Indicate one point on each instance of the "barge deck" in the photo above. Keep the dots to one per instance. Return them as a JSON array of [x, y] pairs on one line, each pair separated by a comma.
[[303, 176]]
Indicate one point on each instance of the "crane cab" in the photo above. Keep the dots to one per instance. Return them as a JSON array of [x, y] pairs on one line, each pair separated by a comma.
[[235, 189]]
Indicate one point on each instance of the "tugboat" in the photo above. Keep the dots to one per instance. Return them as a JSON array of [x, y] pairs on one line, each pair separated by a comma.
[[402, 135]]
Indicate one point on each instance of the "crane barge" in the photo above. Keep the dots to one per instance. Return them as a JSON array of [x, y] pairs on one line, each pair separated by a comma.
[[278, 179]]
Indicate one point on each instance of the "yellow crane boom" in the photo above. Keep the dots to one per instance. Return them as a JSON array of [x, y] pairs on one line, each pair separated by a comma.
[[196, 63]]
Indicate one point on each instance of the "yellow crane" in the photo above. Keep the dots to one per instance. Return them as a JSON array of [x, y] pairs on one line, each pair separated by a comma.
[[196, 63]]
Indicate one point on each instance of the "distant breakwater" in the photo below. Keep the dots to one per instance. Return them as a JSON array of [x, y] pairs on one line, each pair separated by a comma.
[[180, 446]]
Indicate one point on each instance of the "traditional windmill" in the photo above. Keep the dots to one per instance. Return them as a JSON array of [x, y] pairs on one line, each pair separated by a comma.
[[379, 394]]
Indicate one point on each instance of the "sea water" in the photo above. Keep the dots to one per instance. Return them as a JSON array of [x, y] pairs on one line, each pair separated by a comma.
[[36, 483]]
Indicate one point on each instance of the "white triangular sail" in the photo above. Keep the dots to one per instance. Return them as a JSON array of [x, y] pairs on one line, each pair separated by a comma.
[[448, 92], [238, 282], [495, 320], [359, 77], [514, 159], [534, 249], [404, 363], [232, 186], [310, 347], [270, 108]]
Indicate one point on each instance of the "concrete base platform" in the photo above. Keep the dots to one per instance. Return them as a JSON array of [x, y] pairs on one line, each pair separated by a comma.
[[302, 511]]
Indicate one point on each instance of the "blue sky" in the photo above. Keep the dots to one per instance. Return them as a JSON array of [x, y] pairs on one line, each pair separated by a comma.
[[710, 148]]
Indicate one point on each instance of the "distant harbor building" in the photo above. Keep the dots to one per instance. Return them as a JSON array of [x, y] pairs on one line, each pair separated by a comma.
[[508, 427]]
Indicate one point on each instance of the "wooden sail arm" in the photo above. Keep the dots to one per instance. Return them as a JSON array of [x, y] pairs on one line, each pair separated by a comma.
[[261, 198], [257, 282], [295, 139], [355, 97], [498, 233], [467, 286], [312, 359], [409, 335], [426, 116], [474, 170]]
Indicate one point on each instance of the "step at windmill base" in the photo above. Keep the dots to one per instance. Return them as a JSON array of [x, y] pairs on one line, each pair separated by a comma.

============================================================

* _Given exercise_: Rewrite every line of the listing above as a numbered list, omitting any blank lines.

* _Task answer_:
1. Indicate one point on each instance of the "barge deck" in the photo above. Keep the dots to one per instance. Return them as a JSON array of [x, y] pairs on one line, each pair separated by a comma.
2. [[303, 176]]
3. Indicate one point on each instance of the "crane cab" in the photo above. Keep the dots to one per instance. Return them as a JSON array of [x, y] pairs on one line, each pair separated by a comma.
4. [[235, 189]]
5. Indicate one point on each instance of the "tugboat" in the photo above. Keep the dots to one per instance. Return them as a JSON array of [x, y] pairs on one line, each pair separated by a comma.
6. [[402, 135]]
7. Indicate one point on each instance of the "crane barge" in the photo above. Keep the dots to one per instance. Return them as a JSON array of [x, y] pairs on one line, each pair separated by a comma.
8. [[278, 179]]
9. Indicate one point on each instance of the "yellow crane boom" in the photo above. Keep the dots to one per instance. Return them as a JSON array of [x, y] pairs on one line, each pair separated by a comma.
10. [[196, 63]]
11. Indicate one point on each instance of the "yellow crane" in the photo above. Keep the dots to one per instance. Return them as a JSON array of [x, y] pairs on one line, each pair separated by a comma.
12. [[196, 63]]
13. Indicate one point on each instance of the "distant breakwater" in the photo below. Keep the dots to one per instance. Return them as a JSON array of [x, y] pairs on one line, each pair separated by a comma.
14. [[180, 446]]
15. Indicate one point on each instance of the "traditional windmill" in the photo above. Keep the dots to one per instance. Return them as a JSON array of [x, y] pairs on one line, each pair separated by a comma.
16. [[379, 394]]
17. Indicate one point on each instance of the "sea water" in the photo above. Keep the dots to one per instance. Return them as a JSON array of [x, y] pairs on one line, each pair separated by a comma.
18. [[36, 483]]
19. Indicate one point on each instance of the "white triangular sail" in the photo above. Keep the dots to one per instance. Return them as a JSON array of [x, y] pairs on one line, each pair separated by a comma.
20. [[448, 92], [238, 282], [495, 320], [359, 77], [514, 159], [534, 249], [404, 363], [232, 186], [310, 347], [270, 108]]
21. Indicate one point on each instance of the "concrete base platform" in the photo above. Keep the dots to one per instance. Return them as a JSON array of [x, y] pairs on one line, each pair separated by a comma.
22. [[302, 511]]
23. Indicate one point on each instance of the "blue sky" in the photo above. Keep the dots to one per instance. Return them as a JSON array of [x, y] pairs on one line, each pair separated by a comma.
24. [[710, 148]]
25. Indicate one point on each instance of the "distant harbor building" in the photo above. Keep the dots to one per instance. Return them as a JSON array of [x, y] pairs on one line, each pair separated by a comma.
26. [[508, 427]]
27. Indicate one point on each instance of the "wooden sail arm" in the photo above. Keep the dots to one per instance. Return them as a JSON array of [x, y] pairs on one line, each pair separated by a comma.
28. [[261, 198], [257, 282], [295, 139], [355, 97], [498, 233], [467, 286], [312, 359], [409, 335], [426, 116], [474, 170]]
29. Indicate one point on each instance of the "step at windmill base" in the photo above. Keep the dots to one per instance. Return them as a JSON array of [x, y] pairs on one line, each pair separated by a comma.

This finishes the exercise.